= TASK TO COMPLETE =
Retype word for word the lines of the data below, from the first to the one bearing "of the temple", with that one included.

++++

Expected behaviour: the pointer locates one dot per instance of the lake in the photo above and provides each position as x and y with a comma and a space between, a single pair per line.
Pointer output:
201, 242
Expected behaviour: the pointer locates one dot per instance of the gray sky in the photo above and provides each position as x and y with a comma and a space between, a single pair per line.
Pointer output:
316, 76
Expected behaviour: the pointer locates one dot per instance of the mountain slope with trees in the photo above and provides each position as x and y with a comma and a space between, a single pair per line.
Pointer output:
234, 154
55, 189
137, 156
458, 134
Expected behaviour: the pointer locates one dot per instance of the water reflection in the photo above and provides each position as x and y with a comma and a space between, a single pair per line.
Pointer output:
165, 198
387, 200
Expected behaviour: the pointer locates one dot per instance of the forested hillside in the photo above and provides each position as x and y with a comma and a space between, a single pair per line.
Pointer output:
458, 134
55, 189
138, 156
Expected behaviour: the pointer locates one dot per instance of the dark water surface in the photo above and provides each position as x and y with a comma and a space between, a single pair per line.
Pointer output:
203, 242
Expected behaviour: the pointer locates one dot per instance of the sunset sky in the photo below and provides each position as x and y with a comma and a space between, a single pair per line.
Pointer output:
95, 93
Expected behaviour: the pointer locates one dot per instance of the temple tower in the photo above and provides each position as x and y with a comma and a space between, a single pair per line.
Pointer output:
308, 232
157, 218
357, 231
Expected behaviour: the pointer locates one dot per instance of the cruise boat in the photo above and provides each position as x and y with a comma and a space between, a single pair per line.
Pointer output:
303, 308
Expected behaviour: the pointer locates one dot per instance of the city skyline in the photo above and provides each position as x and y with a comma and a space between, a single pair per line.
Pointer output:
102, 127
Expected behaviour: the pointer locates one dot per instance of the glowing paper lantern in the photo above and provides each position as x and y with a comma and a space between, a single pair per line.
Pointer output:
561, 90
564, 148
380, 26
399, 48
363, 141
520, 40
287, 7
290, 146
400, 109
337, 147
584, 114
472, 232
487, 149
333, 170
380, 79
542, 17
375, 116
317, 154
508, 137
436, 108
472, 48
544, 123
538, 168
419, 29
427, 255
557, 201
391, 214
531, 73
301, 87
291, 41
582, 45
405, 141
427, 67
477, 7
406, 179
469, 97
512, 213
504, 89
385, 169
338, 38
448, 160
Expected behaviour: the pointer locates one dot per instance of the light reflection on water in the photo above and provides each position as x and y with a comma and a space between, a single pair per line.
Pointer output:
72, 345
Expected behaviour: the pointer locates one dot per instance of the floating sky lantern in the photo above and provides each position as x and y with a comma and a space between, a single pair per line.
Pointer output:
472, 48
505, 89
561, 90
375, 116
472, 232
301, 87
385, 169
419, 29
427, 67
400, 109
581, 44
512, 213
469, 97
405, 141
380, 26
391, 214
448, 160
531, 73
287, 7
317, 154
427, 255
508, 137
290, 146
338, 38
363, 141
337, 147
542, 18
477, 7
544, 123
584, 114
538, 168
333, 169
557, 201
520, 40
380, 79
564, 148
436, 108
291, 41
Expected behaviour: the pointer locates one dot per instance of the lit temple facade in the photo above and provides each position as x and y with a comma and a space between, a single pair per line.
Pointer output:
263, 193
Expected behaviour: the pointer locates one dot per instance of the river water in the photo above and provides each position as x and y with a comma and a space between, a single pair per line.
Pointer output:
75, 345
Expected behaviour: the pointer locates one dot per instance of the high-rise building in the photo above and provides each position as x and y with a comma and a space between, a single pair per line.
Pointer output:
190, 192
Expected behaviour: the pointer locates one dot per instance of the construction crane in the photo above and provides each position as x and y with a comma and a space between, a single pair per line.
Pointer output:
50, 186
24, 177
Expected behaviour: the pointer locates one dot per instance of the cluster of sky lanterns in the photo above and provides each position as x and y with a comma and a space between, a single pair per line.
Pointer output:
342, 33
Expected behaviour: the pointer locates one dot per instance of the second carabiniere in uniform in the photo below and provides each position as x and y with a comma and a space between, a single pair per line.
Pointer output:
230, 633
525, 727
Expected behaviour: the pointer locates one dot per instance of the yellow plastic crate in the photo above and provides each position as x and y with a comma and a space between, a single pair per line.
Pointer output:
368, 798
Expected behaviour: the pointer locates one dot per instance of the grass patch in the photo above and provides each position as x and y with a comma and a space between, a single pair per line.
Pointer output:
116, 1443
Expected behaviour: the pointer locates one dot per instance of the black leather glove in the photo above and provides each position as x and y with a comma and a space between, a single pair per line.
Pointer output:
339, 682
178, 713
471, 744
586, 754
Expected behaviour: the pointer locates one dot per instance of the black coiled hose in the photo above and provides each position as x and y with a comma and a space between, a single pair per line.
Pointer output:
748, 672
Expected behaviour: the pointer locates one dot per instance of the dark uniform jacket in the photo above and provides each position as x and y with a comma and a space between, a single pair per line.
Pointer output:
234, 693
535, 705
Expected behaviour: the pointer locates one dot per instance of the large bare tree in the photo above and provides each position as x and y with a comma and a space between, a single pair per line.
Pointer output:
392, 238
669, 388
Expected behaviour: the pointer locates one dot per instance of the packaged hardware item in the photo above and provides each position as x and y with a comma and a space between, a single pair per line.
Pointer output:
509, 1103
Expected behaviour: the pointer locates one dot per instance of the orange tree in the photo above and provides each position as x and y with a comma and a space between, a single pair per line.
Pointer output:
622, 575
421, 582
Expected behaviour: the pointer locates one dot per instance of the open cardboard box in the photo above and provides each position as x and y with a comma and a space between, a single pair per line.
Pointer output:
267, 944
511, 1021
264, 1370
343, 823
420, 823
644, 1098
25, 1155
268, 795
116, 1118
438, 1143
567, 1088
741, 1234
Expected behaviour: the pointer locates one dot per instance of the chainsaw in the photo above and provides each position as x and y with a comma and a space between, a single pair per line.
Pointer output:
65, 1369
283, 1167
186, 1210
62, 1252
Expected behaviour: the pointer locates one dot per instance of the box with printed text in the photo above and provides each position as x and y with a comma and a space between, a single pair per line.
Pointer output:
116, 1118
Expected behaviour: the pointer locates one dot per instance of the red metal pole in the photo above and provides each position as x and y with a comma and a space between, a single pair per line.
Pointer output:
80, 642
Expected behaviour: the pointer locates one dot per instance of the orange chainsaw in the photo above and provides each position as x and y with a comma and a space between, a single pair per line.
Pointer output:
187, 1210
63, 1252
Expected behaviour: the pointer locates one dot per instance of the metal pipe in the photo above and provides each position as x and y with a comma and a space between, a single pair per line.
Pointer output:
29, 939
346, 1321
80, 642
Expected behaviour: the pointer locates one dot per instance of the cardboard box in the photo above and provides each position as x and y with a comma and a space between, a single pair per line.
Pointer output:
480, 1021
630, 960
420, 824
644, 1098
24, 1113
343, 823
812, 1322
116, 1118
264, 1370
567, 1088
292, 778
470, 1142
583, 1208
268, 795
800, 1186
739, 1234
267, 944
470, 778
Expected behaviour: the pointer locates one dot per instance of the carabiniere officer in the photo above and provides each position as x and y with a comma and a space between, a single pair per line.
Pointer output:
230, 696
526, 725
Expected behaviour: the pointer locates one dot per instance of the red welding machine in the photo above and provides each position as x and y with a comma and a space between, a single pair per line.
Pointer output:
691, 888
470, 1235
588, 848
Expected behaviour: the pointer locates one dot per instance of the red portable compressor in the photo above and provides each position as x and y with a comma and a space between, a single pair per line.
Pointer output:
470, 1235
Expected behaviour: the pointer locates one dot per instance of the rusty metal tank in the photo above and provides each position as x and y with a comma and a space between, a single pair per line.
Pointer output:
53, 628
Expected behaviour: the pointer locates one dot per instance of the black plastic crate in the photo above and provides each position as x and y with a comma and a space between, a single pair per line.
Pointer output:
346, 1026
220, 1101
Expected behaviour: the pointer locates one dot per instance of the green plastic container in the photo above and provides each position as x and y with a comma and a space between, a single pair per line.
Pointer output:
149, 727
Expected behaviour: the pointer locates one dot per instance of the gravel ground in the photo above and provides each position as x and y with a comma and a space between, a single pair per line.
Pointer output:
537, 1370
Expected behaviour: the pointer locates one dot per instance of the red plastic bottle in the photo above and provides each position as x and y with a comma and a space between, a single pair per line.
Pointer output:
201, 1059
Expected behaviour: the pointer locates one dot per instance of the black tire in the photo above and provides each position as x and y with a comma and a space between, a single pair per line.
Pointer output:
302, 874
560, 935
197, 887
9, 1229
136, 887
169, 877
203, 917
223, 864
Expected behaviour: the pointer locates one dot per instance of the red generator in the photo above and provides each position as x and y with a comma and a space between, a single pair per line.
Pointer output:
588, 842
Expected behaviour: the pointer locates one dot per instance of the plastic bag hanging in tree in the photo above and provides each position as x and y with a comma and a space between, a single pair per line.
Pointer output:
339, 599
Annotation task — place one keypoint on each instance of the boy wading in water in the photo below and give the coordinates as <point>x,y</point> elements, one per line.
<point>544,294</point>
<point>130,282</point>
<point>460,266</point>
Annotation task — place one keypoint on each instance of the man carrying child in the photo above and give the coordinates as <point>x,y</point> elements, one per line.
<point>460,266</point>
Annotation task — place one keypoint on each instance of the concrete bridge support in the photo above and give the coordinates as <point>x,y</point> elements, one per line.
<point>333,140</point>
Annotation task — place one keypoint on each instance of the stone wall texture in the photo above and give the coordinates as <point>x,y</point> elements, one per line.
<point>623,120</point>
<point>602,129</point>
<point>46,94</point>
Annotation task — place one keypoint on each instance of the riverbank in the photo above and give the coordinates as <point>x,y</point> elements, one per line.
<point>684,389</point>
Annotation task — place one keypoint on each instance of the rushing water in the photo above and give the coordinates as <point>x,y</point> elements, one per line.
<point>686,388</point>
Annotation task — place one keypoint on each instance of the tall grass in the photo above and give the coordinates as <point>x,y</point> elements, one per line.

++++

= WRITTEN ANSWER =
Expected behaviour: the pointer locates one dot per instance of the lake in the photo above and provides each position as x and y with a comma and a space between, a single pair per line.
Pointer output:
201, 242
Expected behaviour: the pointer locates one dot per instance of the gray sky in the photo above and provides each position as x and y with a comma and a space between, a single pair per line.
Pointer output:
316, 76
Expected behaviour: the pointer locates one dot per instance of the mountain slope with trees in the photo above and provides each position as x and y with a comma and a space between, a single pair per line.
Pointer output:
234, 154
55, 189
137, 156
458, 134
Expected behaviour: the pointer locates one dot per instance of the water reflection in the photo above and provides each position as x and y with a comma and a space between, a single pair per line.
Pointer output:
165, 198
387, 200
Expected behaviour: the pointer locates one dot per instance of the forested hillside in the photo above and provides each position as x and y with a comma and a space between, a single pair per line.
Pointer output:
458, 134
55, 189
138, 156
Expected behaviour: the pointer locates one dot per instance of the dark water surface in the photo above and provides each position as x and y with a comma and a space between, a single pair per line.
Pointer output:
203, 242
Expected behaviour: the pointer locates one dot per instance of the sunset sky in the photo below and provides each position as x and y with a comma and a space between, a single pair per line.
Pointer output:
95, 93
Expected behaviour: the pointer locates one dot per instance of the temple tower in the photo above and provides each position as x and y with a comma and a space between, a single pair per line.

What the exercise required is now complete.